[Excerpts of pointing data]
▬▬▬

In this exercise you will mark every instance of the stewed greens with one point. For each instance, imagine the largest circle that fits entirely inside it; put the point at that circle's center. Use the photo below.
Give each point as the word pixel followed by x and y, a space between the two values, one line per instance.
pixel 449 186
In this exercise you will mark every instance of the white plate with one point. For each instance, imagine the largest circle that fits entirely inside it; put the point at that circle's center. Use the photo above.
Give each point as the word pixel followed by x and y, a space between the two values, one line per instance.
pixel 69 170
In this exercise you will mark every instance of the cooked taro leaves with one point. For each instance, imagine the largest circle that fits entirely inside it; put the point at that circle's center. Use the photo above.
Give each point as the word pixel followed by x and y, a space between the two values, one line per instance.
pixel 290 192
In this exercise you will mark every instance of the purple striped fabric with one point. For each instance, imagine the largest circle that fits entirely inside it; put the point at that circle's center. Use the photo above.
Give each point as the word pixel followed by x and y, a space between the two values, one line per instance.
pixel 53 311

▬▬▬

**The task**:
Express the listing as a two-column CSV with the header instruction,response, starting at the line that contains "In this exercise you will mark every instance of the white" and ending at the end of the listing. Give one row per text-and-answer pair, with each field in double quotes and line breaks replaced by spaces.

**Written answer**:
instruction,response
"In this exercise you will mark every instance of the white plate with one point. For each instance, imagine the largest circle that fits entirely inside it; put the point at that circle's center. Use the photo above. Give each point as the word pixel followed by x and y, a space between the two values, one line per instance.","pixel 69 170"
"In this exercise you will mark every instance of the cooked taro leaves with one point. For each instance, imagine the largest circle that fits entirely inside it; put the point at that circle's center. Use the photo above. Give each point as the word pixel followed by x and y, a space between the two values, one line per instance.","pixel 290 192"
"In this exercise you will mark every instance of the purple striped fabric with one point. For each instance, imagine the largest circle that fits entirely inside it; put the point at that circle's center. Use the photo above. Give each point as the word pixel followed by x and y, a space between the two values, one line per instance.","pixel 53 311"